**DOCUMENT**
Il est d’impossibles réinsertions


Christian Panier s’est dit désolé pour son voisinage de la manifestation imbécile organisée ce dimanche à Floriffoux, par un groupe de poujadistes emmenés par cet hurluberlu de Laurent Louis, et un autre de néo-fachos au petit pied, venus réclamer la mort pour Michelle Martin, l’ex-femme de Marc Dutroux en quête de réinsertion sociale. L’ancien président du tribunal namurois a eu parfaitement raison. Réclamer la mort pour Michelle Martin, jugée par la cour d’assises d’Arlon, est indécent et stupide. On doit craindre pourtant pour lui et pour ses voisins que ce genre de manifestation se répète dans les semaines à venir. Avant, peut-être, de s’estomper. Ce qui ne veut pas dire que Michelle Martin sera réinsérée socialement.

[Données recueillies]
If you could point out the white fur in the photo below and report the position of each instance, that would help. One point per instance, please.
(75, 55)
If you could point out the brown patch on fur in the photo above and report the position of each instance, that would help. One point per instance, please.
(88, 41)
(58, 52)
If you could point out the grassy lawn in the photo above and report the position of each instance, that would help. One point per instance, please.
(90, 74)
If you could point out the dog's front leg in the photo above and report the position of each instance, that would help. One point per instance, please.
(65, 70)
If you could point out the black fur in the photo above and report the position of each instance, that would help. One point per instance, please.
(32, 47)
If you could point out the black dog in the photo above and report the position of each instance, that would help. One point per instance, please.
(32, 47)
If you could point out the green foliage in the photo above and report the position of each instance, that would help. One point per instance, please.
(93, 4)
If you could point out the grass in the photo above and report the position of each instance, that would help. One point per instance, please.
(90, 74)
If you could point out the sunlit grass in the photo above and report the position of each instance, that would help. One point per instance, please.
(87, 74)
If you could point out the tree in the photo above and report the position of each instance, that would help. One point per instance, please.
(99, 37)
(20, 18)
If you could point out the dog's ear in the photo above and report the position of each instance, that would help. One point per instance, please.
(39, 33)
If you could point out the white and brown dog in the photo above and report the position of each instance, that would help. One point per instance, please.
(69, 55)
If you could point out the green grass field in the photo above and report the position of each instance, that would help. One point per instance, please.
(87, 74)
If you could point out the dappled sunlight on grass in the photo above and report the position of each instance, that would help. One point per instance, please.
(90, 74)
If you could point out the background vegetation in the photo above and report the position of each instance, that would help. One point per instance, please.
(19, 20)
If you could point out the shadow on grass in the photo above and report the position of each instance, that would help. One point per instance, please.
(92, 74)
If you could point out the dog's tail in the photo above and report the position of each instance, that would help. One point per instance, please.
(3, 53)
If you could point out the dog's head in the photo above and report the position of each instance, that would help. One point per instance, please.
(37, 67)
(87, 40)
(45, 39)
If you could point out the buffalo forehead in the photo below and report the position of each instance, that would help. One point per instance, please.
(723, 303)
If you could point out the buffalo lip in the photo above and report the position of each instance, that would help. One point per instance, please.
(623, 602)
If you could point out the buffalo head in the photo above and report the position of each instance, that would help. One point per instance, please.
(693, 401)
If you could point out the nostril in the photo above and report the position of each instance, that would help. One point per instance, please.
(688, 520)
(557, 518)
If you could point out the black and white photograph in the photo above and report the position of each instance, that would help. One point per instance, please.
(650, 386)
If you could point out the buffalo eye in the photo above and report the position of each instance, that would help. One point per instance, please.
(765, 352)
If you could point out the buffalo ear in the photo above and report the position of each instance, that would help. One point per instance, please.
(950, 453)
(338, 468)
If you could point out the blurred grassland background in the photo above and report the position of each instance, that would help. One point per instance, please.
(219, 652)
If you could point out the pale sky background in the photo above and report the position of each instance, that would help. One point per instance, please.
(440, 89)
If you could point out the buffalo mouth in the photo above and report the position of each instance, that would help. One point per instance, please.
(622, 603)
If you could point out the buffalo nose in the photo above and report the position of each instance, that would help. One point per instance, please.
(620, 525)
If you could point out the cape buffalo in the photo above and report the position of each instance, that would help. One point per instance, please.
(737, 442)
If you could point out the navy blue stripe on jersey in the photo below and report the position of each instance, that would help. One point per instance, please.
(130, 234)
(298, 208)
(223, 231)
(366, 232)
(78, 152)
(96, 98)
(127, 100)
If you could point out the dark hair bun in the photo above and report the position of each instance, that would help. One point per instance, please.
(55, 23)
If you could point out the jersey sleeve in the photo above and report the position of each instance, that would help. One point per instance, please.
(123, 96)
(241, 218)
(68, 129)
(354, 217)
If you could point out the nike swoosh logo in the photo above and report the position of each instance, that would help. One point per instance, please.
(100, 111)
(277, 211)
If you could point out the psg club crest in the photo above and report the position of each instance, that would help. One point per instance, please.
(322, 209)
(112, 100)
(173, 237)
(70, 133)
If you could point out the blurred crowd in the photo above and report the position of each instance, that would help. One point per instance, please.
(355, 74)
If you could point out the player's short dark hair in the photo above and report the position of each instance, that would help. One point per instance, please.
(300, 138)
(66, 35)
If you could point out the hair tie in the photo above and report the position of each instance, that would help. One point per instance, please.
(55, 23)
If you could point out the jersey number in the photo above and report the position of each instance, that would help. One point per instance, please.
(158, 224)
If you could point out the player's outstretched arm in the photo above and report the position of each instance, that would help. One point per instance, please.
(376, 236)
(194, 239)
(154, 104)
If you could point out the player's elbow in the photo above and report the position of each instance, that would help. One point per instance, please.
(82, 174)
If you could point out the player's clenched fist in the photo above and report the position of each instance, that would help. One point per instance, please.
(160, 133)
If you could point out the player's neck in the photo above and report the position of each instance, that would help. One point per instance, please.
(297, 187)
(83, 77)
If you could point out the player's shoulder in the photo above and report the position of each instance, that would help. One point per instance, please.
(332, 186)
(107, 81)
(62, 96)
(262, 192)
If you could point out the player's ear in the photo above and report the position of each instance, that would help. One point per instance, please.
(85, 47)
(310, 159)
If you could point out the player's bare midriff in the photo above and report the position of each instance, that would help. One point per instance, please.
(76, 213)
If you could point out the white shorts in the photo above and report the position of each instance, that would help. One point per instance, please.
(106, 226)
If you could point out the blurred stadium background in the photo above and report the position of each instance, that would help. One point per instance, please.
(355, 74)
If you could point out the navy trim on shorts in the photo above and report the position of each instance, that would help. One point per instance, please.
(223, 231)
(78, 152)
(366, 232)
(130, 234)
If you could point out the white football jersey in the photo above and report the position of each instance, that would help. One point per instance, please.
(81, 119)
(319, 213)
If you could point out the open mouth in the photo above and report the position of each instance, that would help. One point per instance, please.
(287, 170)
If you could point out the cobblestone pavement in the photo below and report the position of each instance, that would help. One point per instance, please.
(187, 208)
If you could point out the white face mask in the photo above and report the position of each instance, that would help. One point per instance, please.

**TRAVAIL À FAIRE**
Recopiez le passage du document qui commence par « Christian Panier s’est » et se termine par « sera réinsérée socialement. », en substituant « samedi » à « dimanche ».

**RÉPONSE RÉDIGÉE**
Christian Panier s’est dit désolé pour son voisinage de la manifestation imbécile organisée ce samedi à Floriffoux, par un groupe de poujadistes emmenés par cet hurluberlu de Laurent Louis, et un autre de néo-fachos au petit pied, venus réclamer la mort pour Michelle Martin, l’ex-femme de Marc Dutroux en quête de réinsertion sociale. L’ancien président du tribunal namurois a eu parfaitement raison. Réclamer la mort pour Michelle Martin, jugée par la cour d’assises d’Arlon, est indécent et stupide. On doit craindre pourtant pour lui et pour ses voisins que ce genre de manifestation se répète dans les semaines à venir. Avant, peut-être, de s’estomper. Ce qui ne veut pas dire que Michelle Martin sera réinsérée socialement.